• **Dataset rows**:
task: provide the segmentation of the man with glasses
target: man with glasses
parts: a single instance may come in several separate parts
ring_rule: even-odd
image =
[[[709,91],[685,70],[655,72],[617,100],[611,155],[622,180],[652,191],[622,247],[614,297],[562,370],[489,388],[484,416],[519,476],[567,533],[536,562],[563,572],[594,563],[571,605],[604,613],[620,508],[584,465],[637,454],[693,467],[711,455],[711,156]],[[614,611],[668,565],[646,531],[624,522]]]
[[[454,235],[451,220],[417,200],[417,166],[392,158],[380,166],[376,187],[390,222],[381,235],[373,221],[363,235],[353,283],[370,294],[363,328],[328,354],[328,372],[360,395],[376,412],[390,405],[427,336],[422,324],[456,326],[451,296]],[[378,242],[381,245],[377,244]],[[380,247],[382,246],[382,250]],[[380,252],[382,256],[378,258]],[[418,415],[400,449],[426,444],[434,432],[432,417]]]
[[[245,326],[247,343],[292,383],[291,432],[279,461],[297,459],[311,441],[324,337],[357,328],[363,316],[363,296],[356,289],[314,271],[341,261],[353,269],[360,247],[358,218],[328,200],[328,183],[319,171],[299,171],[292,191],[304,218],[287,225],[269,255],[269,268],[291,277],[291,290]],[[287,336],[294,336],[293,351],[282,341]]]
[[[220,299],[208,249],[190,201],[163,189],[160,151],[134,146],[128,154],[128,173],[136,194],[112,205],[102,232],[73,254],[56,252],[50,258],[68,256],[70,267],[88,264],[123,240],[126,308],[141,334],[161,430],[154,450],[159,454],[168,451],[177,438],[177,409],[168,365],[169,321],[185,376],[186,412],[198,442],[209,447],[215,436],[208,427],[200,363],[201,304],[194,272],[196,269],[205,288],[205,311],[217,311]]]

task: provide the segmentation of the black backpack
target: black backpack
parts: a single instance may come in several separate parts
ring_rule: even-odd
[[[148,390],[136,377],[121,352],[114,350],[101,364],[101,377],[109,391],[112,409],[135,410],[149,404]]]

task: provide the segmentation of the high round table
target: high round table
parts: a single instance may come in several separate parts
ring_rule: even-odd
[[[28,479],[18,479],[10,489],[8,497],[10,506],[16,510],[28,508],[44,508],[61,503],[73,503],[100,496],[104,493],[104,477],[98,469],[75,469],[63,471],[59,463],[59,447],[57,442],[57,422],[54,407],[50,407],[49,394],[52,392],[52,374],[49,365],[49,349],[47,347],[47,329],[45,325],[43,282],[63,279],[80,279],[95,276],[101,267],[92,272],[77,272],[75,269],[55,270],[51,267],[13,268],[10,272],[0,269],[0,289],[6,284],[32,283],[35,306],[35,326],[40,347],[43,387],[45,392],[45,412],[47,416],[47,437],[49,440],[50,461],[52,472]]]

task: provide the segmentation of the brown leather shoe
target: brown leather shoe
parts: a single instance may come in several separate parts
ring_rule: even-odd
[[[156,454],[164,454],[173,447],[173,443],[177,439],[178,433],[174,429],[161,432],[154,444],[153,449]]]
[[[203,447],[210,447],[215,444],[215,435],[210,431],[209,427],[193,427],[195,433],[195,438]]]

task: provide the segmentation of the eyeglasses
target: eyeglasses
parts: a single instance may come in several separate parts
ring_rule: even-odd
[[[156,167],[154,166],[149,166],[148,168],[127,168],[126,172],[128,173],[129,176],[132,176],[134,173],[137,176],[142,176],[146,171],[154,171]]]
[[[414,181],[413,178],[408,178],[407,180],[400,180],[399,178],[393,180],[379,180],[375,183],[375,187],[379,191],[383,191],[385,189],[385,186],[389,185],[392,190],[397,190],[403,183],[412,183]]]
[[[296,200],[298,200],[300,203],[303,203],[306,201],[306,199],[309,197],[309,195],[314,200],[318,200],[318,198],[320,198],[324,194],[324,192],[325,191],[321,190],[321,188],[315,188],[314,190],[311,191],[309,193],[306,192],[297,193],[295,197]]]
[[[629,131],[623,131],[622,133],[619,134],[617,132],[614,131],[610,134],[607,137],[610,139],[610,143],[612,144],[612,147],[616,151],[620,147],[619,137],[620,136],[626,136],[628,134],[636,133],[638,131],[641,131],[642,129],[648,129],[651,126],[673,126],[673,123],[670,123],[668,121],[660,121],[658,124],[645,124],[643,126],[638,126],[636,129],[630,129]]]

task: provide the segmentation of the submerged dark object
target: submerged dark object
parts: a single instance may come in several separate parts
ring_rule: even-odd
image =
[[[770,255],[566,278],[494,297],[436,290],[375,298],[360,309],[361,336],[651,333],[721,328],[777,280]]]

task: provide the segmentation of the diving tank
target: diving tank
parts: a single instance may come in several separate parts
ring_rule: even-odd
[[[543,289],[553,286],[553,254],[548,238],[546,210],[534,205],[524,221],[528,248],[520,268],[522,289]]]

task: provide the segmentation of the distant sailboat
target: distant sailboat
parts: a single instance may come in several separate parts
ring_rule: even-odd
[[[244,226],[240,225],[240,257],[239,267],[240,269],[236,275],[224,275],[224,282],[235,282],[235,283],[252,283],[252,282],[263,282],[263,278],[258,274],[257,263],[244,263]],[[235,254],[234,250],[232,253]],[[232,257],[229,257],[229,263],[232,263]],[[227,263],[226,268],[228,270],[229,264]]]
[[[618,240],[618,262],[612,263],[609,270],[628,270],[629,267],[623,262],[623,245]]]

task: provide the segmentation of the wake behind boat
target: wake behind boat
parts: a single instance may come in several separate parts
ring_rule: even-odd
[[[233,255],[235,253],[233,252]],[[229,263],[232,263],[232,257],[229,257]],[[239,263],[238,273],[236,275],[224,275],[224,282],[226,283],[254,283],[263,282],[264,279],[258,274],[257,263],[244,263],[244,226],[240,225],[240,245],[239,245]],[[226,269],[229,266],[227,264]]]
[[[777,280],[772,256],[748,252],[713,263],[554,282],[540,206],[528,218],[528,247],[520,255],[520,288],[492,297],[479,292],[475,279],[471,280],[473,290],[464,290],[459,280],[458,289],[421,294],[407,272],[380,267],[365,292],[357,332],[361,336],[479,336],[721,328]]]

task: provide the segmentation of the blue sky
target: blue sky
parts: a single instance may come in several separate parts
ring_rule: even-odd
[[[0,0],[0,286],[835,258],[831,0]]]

• **Objective**: Copy out every one of the items above word for word, without changing any character.

• **Response**:
task: provide the segmentation of the man with glasses
target: man with glasses
parts: a single instance may come in several separate parts
ring_rule: even-odd
image =
[[[709,91],[685,70],[655,72],[617,100],[611,155],[622,180],[652,191],[622,247],[614,297],[562,370],[489,388],[484,416],[519,476],[567,533],[536,562],[563,572],[594,563],[571,605],[604,613],[620,508],[584,465],[637,454],[693,467],[711,455],[711,156]],[[614,611],[668,565],[646,531],[624,522]]]
[[[454,235],[451,220],[417,200],[417,166],[392,158],[380,166],[376,187],[390,222],[381,235],[373,221],[363,235],[353,283],[370,294],[363,328],[328,354],[328,372],[360,395],[376,412],[390,405],[427,336],[422,324],[456,326],[451,296]],[[378,242],[381,245],[377,244]],[[380,247],[382,246],[382,250]],[[380,252],[382,256],[378,258]],[[418,415],[400,449],[426,444],[434,432],[432,417]]]
[[[245,326],[247,343],[292,383],[291,432],[279,461],[297,459],[311,441],[324,337],[357,328],[363,316],[363,296],[356,289],[314,271],[341,261],[353,269],[360,247],[358,218],[328,200],[328,183],[319,171],[299,171],[292,191],[304,218],[287,225],[269,255],[269,268],[291,277],[291,290]],[[287,336],[294,336],[293,351],[282,341]]]
[[[220,299],[208,249],[190,201],[163,189],[160,151],[134,146],[128,154],[128,173],[136,194],[112,205],[102,232],[73,254],[56,252],[50,258],[68,256],[70,267],[88,264],[123,240],[126,308],[141,334],[161,430],[154,450],[159,454],[168,451],[177,438],[177,409],[168,365],[169,321],[185,376],[186,412],[198,442],[209,447],[215,436],[208,427],[200,363],[201,304],[194,272],[196,269],[205,288],[205,311],[217,311]]]

task: provide the segmentation of the black backpack
target: black backpack
parts: a single instance may come in several separate parts
ring_rule: even-odd
[[[148,390],[136,377],[121,352],[114,350],[101,364],[101,377],[109,391],[112,409],[135,410],[149,404]]]

task: provide the segmentation of the high round table
target: high round table
parts: a single instance may come in several separate parts
ring_rule: even-odd
[[[28,479],[18,479],[10,489],[8,497],[10,506],[16,510],[28,508],[44,508],[61,503],[73,503],[100,496],[104,493],[104,477],[98,469],[75,469],[63,471],[59,463],[59,447],[57,442],[57,422],[54,407],[50,407],[49,394],[52,392],[52,374],[49,365],[49,349],[47,347],[47,329],[45,325],[43,282],[63,279],[80,279],[95,276],[101,267],[92,272],[77,272],[75,269],[55,270],[51,267],[13,268],[10,272],[0,269],[0,289],[6,284],[32,283],[35,306],[35,326],[40,347],[43,387],[45,392],[45,412],[47,416],[47,437],[49,440],[50,461],[52,472]]]

task: provide the segmentation of the brown leather shoe
target: brown leather shoe
parts: a single instance may come in several separate parts
ring_rule: even-odd
[[[156,454],[164,454],[173,447],[173,443],[177,439],[178,433],[174,429],[161,432],[154,444],[153,449]]]
[[[203,447],[210,447],[215,444],[215,435],[210,431],[209,427],[193,427],[195,433],[195,438]]]

task: provide the segmentation of the eyeglasses
target: eyeglasses
parts: a single instance may come in several separate parts
ring_rule: even-odd
[[[156,167],[154,166],[149,166],[148,168],[127,168],[126,172],[128,173],[129,176],[132,176],[134,173],[137,176],[142,176],[146,171],[154,171]]]
[[[414,181],[413,178],[408,178],[407,180],[400,180],[399,178],[393,180],[379,180],[375,183],[375,187],[379,191],[383,191],[385,189],[385,186],[389,185],[392,190],[397,190],[403,183],[412,183]]]
[[[296,200],[298,200],[300,203],[303,203],[306,201],[306,199],[309,197],[309,195],[314,200],[318,200],[318,198],[320,198],[324,194],[324,192],[325,191],[321,190],[321,188],[315,188],[314,190],[311,191],[309,193],[306,192],[297,193],[295,197]]]
[[[629,131],[623,131],[622,133],[619,134],[617,132],[614,131],[610,134],[607,137],[610,139],[610,143],[612,144],[612,147],[616,151],[620,147],[619,137],[620,136],[626,136],[628,134],[636,133],[638,131],[641,131],[642,129],[648,129],[651,126],[673,126],[673,123],[670,123],[668,121],[660,121],[658,124],[645,124],[643,126],[638,126],[636,129],[630,129]]]

task: provide the segmentation of the submerged dark object
target: submerged dark object
parts: a single instance may come in several separate parts
ring_rule: even-odd
image =
[[[770,255],[566,278],[494,297],[436,290],[375,298],[360,309],[361,336],[651,333],[721,328],[777,280]]]

task: provide the segmentation of the diving tank
target: diving tank
parts: a single instance may come in several separate parts
ring_rule: even-odd
[[[543,289],[553,286],[553,254],[548,238],[546,210],[534,205],[524,221],[528,248],[520,268],[522,289]]]

task: provide the segmentation of the distant sailboat
target: distant sailboat
parts: a single instance may come in several separate parts
ring_rule: even-odd
[[[244,226],[240,225],[240,257],[239,267],[240,269],[236,275],[224,275],[224,282],[235,282],[235,283],[252,283],[252,282],[263,282],[263,278],[258,274],[257,263],[244,263]],[[235,254],[234,250],[232,253]],[[232,257],[229,257],[229,263],[232,263]],[[227,263],[226,268],[228,270],[229,264]]]
[[[618,240],[618,262],[612,263],[609,270],[628,270],[629,267],[623,262],[623,245]]]

task: provide the segmentation of the wake behind boat
target: wake behind boat
parts: a single instance may come in several separate parts
ring_rule: even-odd
[[[233,255],[235,253],[233,252]],[[229,263],[232,263],[232,257],[229,257]],[[239,263],[238,273],[236,275],[224,275],[224,282],[226,283],[254,283],[263,282],[264,279],[258,274],[257,263],[244,263],[244,226],[240,225],[240,245],[239,245]],[[226,269],[229,266],[227,264]]]
[[[777,280],[772,256],[748,252],[713,263],[554,282],[540,206],[528,218],[528,247],[520,255],[520,288],[492,297],[479,292],[475,279],[471,280],[473,290],[464,290],[459,280],[458,289],[421,294],[407,272],[380,267],[365,292],[357,332],[361,336],[479,336],[721,328]]]

task: provide the segmentation of the blue sky
target: blue sky
parts: a single instance may come in several separate parts
ring_rule: even-odd
[[[0,0],[0,286],[835,258],[831,0]]]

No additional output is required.